── Given text ──

After helming a few music videos for the likes of the Red Hot Chili Peppers, Olivia Wilde is expanding her directorial portfolio with her feature-length debut Booksmart, a coming-of-age comedy set for release on May 24. Starring Kaitlyn Dever and Lady Bird breakout Beanie Feldstein, Booksmart follows two studious best friends who resolve to make up for four years of missed fun on the last night before they graduate high school. There’s a distinctly anarchic air about that concept that evokes memories of last year’s female-centric teen comedy Blockers, which proved to be both raucous and gratifyingly sweet. And it’s difficult not to think of Lady Bird, either; Feldstein’s involvement aside, Booksmart’s synopsis suggests an emotional core akin to the thoughtful exploration of female friendship in Gerwig’s movie. Given that we’re still desperately short of authentic, sensitive and genuinely funny portrayals of adolescence, Wilde’s debut is a welcome addition to this year’s roster.
When All-Star Weekend drops later this year, multi-hyphenate Jamie Foxx will be able to add “director” to his long list of day jobs. Becoming a director is an ambition he’s had for years, one that seems to have been kick-started by his participation in a 2012 project for Canon, for which he helmed a short film under the mentorship of Ron Howard. It was then that Foxx first revealed his idea for a buddy-comedy-style face-off between two basketball fans – one an admirer of Kobe Bryant, the other a Lebron James fan.

───

In the text on actors' directorial debuts, on what date is Booksmart set for release?

── Material shown ──

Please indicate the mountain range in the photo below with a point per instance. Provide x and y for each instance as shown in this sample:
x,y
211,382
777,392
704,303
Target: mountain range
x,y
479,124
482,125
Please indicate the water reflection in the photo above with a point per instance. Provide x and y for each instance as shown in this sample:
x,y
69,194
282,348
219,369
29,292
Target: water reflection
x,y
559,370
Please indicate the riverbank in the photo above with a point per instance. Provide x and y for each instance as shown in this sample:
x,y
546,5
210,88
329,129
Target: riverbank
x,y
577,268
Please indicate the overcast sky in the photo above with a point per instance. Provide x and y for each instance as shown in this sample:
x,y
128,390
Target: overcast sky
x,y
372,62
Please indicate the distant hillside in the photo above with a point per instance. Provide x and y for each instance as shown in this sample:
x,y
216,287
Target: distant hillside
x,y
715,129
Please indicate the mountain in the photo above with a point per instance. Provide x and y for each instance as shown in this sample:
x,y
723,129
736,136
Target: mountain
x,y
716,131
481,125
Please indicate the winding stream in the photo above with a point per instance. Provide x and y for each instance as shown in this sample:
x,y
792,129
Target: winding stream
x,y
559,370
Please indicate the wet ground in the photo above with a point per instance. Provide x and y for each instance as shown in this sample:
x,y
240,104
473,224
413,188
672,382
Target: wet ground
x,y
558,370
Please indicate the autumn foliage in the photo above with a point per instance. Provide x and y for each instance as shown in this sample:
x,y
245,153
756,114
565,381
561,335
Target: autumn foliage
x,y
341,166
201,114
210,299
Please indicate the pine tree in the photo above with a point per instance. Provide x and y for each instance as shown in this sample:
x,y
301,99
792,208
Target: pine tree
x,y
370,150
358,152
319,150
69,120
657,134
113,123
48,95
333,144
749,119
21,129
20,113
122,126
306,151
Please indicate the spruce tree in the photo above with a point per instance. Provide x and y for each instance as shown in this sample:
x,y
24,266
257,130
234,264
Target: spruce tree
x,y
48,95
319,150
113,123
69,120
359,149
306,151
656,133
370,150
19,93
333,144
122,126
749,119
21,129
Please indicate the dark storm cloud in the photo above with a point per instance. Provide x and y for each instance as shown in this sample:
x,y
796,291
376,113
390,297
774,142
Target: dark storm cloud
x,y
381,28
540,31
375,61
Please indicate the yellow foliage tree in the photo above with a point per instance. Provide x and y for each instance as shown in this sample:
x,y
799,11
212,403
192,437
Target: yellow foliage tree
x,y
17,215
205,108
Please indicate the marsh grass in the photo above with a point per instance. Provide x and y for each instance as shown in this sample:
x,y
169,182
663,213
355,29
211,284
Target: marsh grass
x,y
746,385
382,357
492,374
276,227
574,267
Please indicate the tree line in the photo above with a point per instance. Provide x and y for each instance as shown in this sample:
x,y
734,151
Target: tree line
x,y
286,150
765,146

───

_Answer section:_
May 24